= Aim of the exercise =
What the answer must contain is every line of the records, exactly, with no pictures.

(Extracted records)
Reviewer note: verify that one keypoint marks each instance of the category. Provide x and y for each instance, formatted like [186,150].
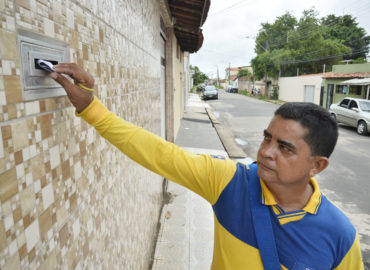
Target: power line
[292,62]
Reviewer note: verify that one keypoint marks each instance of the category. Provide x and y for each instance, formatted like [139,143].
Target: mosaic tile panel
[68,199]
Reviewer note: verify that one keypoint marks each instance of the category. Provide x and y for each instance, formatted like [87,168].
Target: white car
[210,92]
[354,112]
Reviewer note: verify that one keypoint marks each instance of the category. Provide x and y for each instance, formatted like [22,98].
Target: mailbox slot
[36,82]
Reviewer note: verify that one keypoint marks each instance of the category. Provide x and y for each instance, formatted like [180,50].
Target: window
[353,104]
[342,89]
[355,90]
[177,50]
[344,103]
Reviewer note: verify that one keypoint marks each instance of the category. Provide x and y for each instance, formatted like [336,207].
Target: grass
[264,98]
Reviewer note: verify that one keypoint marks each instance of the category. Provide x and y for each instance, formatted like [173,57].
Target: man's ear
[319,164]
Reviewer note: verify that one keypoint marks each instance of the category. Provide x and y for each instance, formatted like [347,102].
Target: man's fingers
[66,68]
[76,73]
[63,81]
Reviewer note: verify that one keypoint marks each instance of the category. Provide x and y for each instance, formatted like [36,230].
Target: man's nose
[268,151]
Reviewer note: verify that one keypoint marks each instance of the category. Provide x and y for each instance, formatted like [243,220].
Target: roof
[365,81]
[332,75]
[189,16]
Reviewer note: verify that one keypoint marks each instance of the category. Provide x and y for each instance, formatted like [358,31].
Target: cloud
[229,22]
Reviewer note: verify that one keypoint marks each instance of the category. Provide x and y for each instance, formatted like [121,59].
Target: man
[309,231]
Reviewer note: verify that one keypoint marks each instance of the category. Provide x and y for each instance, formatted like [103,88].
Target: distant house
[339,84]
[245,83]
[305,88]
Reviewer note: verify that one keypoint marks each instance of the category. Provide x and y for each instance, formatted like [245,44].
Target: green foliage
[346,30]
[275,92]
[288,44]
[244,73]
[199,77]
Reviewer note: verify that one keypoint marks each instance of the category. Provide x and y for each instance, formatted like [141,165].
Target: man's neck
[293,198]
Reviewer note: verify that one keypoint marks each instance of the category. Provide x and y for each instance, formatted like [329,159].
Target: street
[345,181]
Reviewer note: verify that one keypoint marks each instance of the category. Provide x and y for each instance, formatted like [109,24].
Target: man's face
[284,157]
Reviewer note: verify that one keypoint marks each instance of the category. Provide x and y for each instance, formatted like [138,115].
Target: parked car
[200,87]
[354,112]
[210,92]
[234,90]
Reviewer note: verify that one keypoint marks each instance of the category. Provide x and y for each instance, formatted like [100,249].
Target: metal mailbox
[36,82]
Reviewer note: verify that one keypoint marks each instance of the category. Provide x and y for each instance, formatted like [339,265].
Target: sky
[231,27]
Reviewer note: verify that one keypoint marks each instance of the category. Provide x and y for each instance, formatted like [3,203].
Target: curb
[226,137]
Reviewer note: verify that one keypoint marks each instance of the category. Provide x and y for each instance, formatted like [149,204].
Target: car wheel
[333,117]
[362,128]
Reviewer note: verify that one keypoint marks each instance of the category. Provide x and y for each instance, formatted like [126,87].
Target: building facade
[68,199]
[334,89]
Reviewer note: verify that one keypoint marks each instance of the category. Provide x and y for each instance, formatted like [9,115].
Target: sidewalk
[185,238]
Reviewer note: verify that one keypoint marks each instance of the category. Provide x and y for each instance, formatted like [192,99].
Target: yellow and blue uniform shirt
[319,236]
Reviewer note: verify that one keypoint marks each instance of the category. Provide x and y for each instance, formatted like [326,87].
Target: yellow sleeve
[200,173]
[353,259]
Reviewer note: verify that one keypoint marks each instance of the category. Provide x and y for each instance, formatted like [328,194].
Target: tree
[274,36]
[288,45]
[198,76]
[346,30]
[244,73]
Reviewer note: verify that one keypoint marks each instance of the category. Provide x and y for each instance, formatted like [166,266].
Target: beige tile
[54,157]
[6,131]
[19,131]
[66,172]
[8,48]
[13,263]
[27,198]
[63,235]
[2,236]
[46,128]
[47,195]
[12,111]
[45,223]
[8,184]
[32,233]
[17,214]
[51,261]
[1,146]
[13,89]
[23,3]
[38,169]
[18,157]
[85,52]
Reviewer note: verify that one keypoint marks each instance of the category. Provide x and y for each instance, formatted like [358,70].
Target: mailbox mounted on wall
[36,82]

= Answer section =
Reviewer note: verify that one keypoint marks each instance of the category. Provide x and y for each instance, formatted like [186,150].
Target: power line
[292,62]
Reviewer note: verify that one keypoint marks each instance of the category. Provide x and y for each instance, formatted like [139,143].
Target: mosaic tile panel
[68,199]
Reviewer note: verify that one keypoint marks each instance of the category. Provide x and y for each instance, formatted like [87,168].
Target: white car
[210,92]
[354,112]
Reviewer note: verify that one keypoint marks each instance of the category. Provide x and y for each instance, formatted like [22,98].
Target: mailbox slot
[36,82]
Reviewer note: verify that one keypoint marks each instance of the category. Provide x and y for each instance, formatted like [180,50].
Target: window
[353,104]
[342,89]
[355,90]
[177,50]
[344,103]
Reviewer note: verify that one keypoint marks each instance of the category. Provide x and y for each instance, formatted like [336,207].
Target: grass
[264,98]
Reviewer note: verify that one keypoint marks each instance of the category. Provide x and y for each instance, formatted like [173,57].
Target: man's ear
[319,164]
Reviewer note: verify that one keypoint marks each instance of the category. Provide x and y for each instance, formatted like [347,102].
Target: man's fingers
[66,68]
[76,73]
[63,81]
Reviewer note: verify that one keypoint marks each instance of the category. Provide x and y for each instance, formatted like [36,230].
Target: man's nose
[268,151]
Reviewer note: verify that one keypoint marks each instance of the category. Provide x and y for each instance, formatted like [243,220].
Target: roof
[365,81]
[332,75]
[189,16]
Reviewer note: verify that one keypoint marks each instance of the category. Provide x and y for each instance, formatted like [358,31].
Target: cloud
[229,22]
Reviewer note: verify that one keypoint marks each instance of the category. Provide x and y for each instance, formatted like [121,59].
Target: man
[309,231]
Reviewer note: verify that one keypoint marks each instance of the category. Provide x and y for each instance, formatted like [103,88].
Target: distant house
[339,84]
[245,83]
[305,88]
Reviewer note: verify that one keypoint marks each instance of the category. Provide x and y for each instance, formatted like [245,44].
Target: green foliage
[346,30]
[275,92]
[288,44]
[244,73]
[199,77]
Reviewer note: verify that one keypoint marks each instance of the category. Provide x and y for each instance, formatted like [141,165].
Target: man's neck
[293,198]
Reviewer note: verify that one keypoint marks each instance of the category. Provide x and y for each instance, formatted like [329,159].
Target: street
[345,181]
Reviewer note: verify that one keypoint marks each instance of the category. Provide x and y for each instance, formatted like [109,24].
Target: man's face
[284,157]
Reviewer note: verify that one keypoint marks each instance of the category. Provide x and y for each instance, formatted like [138,115].
Target: parked car
[200,87]
[354,112]
[210,92]
[234,90]
Reviewer note: verify that one keypoint marks each instance of the category. Provide x and y for each instance, formatted like [100,249].
Target: metal mailbox
[36,82]
Reviewer note: verify that one keypoint marks each instance of the category. Provide x and y for each instance, formatted like [339,265].
Target: sky
[231,27]
Reviewer note: verify that one keypoint marks each instance of the category. Provide x and y for each instance, formatted like [3,203].
Target: curb
[226,137]
Reviewer note: verify that one keypoint marks each instance of the category. Provide x and y for each instance, formatted like [149,204].
Target: car wheel
[333,117]
[362,128]
Reviewer note: verify that one keypoint marks each instance of the category. Provide x and y for each instance, formatted like [126,87].
Target: building facade
[68,199]
[334,89]
Reviewer note: verify that one keypoint marks each instance of the category. Provide x and y for each instance, formatted like [9,115].
Target: sidewalk
[185,238]
Reviewer note: verify that one keypoint marks each instance of the category. Provide x and y for each instance, formatted like [192,99].
Target: yellow and blue uniform shirt
[319,236]
Reviewer note: verify that one keypoint marks each instance of the category. Provide x and y for each instance, formatted like [326,87].
Target: yellow sleeve
[200,173]
[353,259]
Reviewer note: verify that one keypoint marks each instance of the category. Provide x and y for each instance, formatted like [328,194].
Target: tree
[274,36]
[288,45]
[198,76]
[346,30]
[244,73]
Reviewer note: verify that one keypoint marks each instance of the category. Provide x and y for each instance, formatted like [166,266].
Target: beige tile
[54,157]
[6,131]
[19,131]
[66,172]
[8,48]
[13,263]
[27,198]
[63,235]
[2,236]
[46,128]
[47,195]
[12,111]
[45,223]
[8,184]
[32,233]
[17,214]
[51,261]
[1,146]
[13,89]
[23,3]
[38,169]
[18,157]
[85,52]
Reviewer note: verify that one keypoint marks each instance of the category. Provide x and y for each instance, formatted like [358,70].
Target: mailbox mounted on wall
[36,82]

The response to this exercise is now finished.